> Source text:
## START

Oswaldo Cordova and Evangelina Abundis opened El Globo Restaurant LLC 14 years ago.
They moved the restaurant to South Division Avenue in Grand Rapids three years ago and have since expanded into catering. Now the couple wants to open a banquet hall and produce packaged foods, as well as spend more time thinking about the future and growing their business.
The willingness to expand and the confidence in those plans stems from lessons Cordova learned from Transformando West Michigan, a program the West Michigan Hispanic Chamber of Commerce launched a year and a half ago to support and train Hispanic small business owners in the skills they need to grow their companies.
Cordova credits Transformando West Michigan with helping him to look differently at his business.
“It actually opened my mind to start thinking things over and to think higher,” he said. “The classes give you tools on what you can do better for your life and your business.”
That’s precisely what the West Michigan Hispanic Chamber seeks to accomplish with Transformando West Michigan, which has a broad, long-term goal over the next three decades to revitalize and uplift the Hispanic business community in West Michigan — from Grand Rapids to Kalamazoo and Holland to Muskegon.
“This is going to take an entire generation,” said Guillermo Cisneros, executive director of the West Michigan Hispanic Chamber.
The Hispanic business community across the region has been largely stagnant for years, Cisneros said. To change that status, the Hispanic Chamber crafted Transformando West Michigan to provide business training in Spanish for business owners who don’t speak English or are more comfortable with Spanish.
Many Hispanic business owners are immigrants or children of immigrants who came to West Michigan to work in manufacturing or agriculture. They later formed their own companies around a particular skill or trade and “have amazing services,” Cisneros said. However, they often lack business acumen or an understanding of the processes and systems they need to put in place to better organize, manage and grow their companies and create jobs, he said.
“We have an opportunity to develop these business owners,” said Cisneros, who joined the West Michigan Hispanic Chamber in March 2017.
“If we bring the resources and the necessary tools, the knowledge and the education to all of them, they want to be productive and successful and efficient, and if that happens, they will hire more people, their businesses will grow, and they will spend locally and the entire economy will benefit,” he said. “If we don’t do anything to support them and to build an infrastructure where they can learn different things in their own language, we’re going to be missing out on a huge segment of the population that we’re going to have here.”
The U.S. Census Bureau estimates that Hispanics and Latinos accounted for 15.3 percent of the population in Grand Rapids in 2018, and 24 percent in the City of Holland. Hispanics and Latinos also made up an estimated 10 percent of Kalamazoo’s population in 2018, according to the Census Bureau.
Even if the business owners are able to succeed and make a living, many lack the internal processes and systems to put their companies in a position to qualify for bank financing if they want to expand, said Ana Jose, program manager and a business consultant for Transformando West Michigan.
One of the program’s goals is to help businesses “create a good foundation to be able to move forward and to be bankable,” Jose said.
“Our goal is to make sure we change that narrative so they are actually prepared,” she said. “I want our clients to run good businesses and I just want them to do well and be looked at like any other business in Grand Rapids.”

## END

> Extracted records:
## START

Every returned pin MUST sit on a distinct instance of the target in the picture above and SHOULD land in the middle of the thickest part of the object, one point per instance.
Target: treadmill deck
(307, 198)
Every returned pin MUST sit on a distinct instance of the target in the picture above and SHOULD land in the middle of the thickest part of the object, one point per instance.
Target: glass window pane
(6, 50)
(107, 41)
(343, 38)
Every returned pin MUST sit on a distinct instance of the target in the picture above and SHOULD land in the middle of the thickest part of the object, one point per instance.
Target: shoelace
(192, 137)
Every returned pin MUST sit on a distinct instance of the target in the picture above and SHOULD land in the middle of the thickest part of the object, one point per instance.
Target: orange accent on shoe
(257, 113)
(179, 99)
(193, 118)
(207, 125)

## END
## START

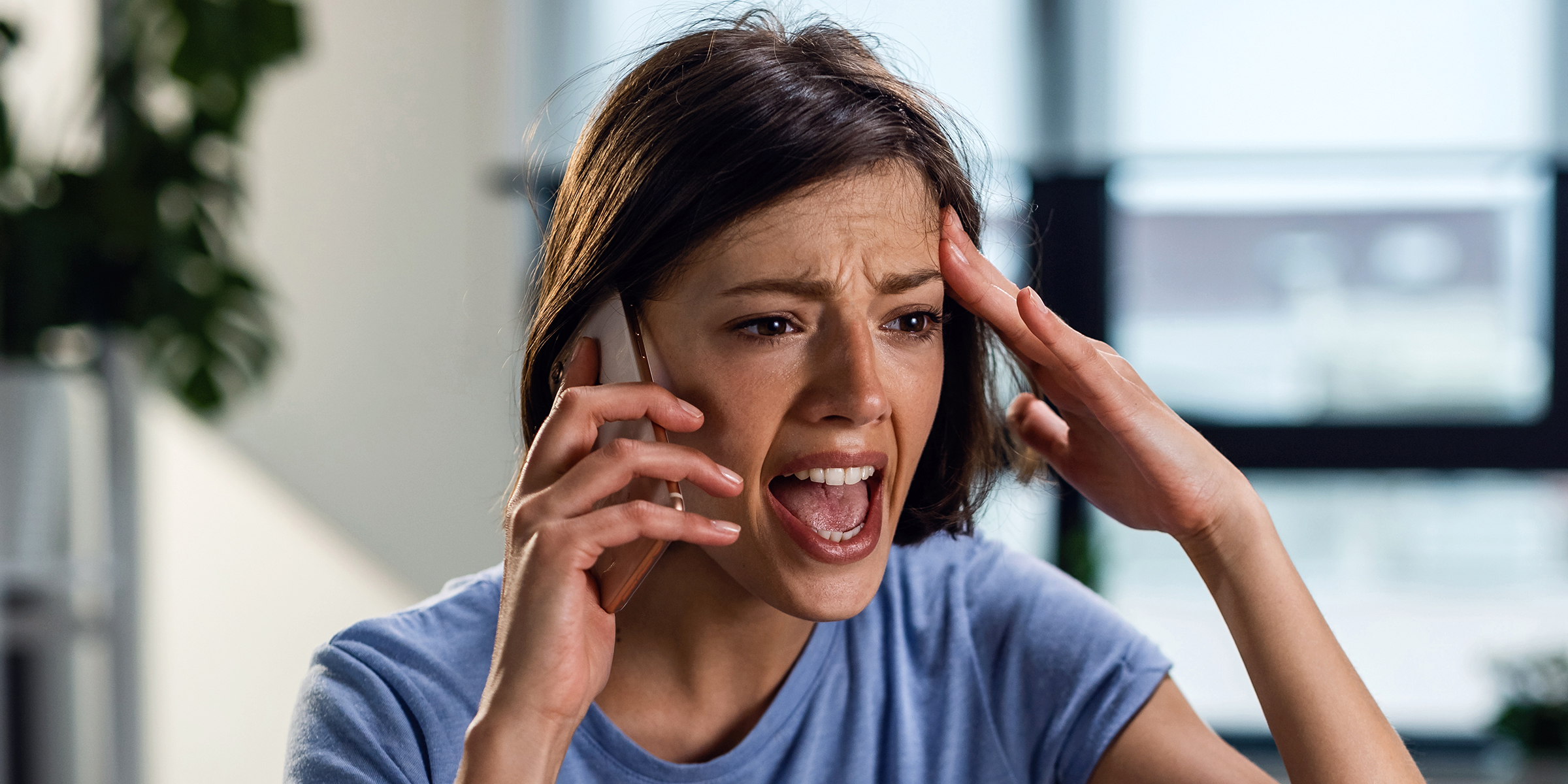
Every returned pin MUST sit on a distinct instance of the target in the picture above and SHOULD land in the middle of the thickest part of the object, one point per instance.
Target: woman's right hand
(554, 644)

## END

> Requests:
**a)** In the article about Transformando West Michigan, when did Guillermo Cisneros join the West Michigan Hispanic Chamber?
**b)** Pick up the article about Transformando West Michigan after its final sentence and keep writing.

> Answers per task:
**a)** March 2017

**b)**
Jose cites one Hispanic-owned business that has doubled revenue to $200,000 after going through the program.
The first cohort of 11 business owners, mostly restaurants, grocery stores and salons, went through the program’s “Feeding Minds, Mouths, and Buckets” session in 2018. The organization brought in experts and consultants for courses in areas such as human resources, financial planning, accounting and customer service, plus a class in food safety certification.
Oftentimes, those kinds of courses were available locally from organizations, but they didn’t have an instructor who spoke Spanish, Cisneros said. In one instance, a class was held with an interpreter, but “a lot of things got lost in translation,” he said.
So the West Michigan Hispanic Chamber reached out and was able to form partnerships with companies that could provide the classes in Spanish.
For example, the Grand Rapids office of Principal Financial Group flew in an adviser from Arizona who spoke Spanish to teach a five-week finance course, Cisneros said.
Other support for Transformando West Michigan has come from Gordon Food Service Inc., which contributed lessons in inventory management and ordering, and a group of business students at Grand Valley State University who assisted business owners in writing executive summaries for business plans.
The West Michigan Hispanic Chamber has been working to identify other skills gaps among members and create training to address those needs. Additional cohorts held this year and consisting of 12 to 15 business owners each focused on customer service, which was taught by Experience Grand Rapids, and human resources.
For 2020, the Hispanic Chamber plans to offer courses on customer service, business safety and security, bookkeeping, and accounting software, as well as repeat past cohorts, Cisneros said.
An added benefit from Transformando West Michigan has been the professional networking for the business owners, who keep in touch, offer advice or help out one another.
“They’re coming together, they are learning together, and they are developing their networks within the business community. That’s helping them to build confidence and build trust between each other so they are not isolated,” Cisneros said.
Transformando West Michigan has been backed financially with a $167,000 three-year grant from the Grand Rapids-based Wege Foundation, and about $94,000 from the Grand Rapids Economic Development Corp.
The West Michigan Hispanic Chamber is working to identify additional funding sources to maintain the program, Jose said.